Data excerpts
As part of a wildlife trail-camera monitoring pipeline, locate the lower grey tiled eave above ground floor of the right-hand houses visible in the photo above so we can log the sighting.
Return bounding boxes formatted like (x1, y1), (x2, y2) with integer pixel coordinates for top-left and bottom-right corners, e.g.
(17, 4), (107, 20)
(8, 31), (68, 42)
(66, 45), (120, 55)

Work to be completed
Wherever a line in the data above holds the word "right", copy that line.

Result of the exercise
As part of a wildlife trail-camera monitoring pipeline, locate the lower grey tiled eave above ground floor of the right-hand houses visible in the photo above so we can log the sighting.
Return bounding boxes formatted like (x1, y1), (x2, y2) with integer pixel coordinates for top-left and bottom-right corners, e.g.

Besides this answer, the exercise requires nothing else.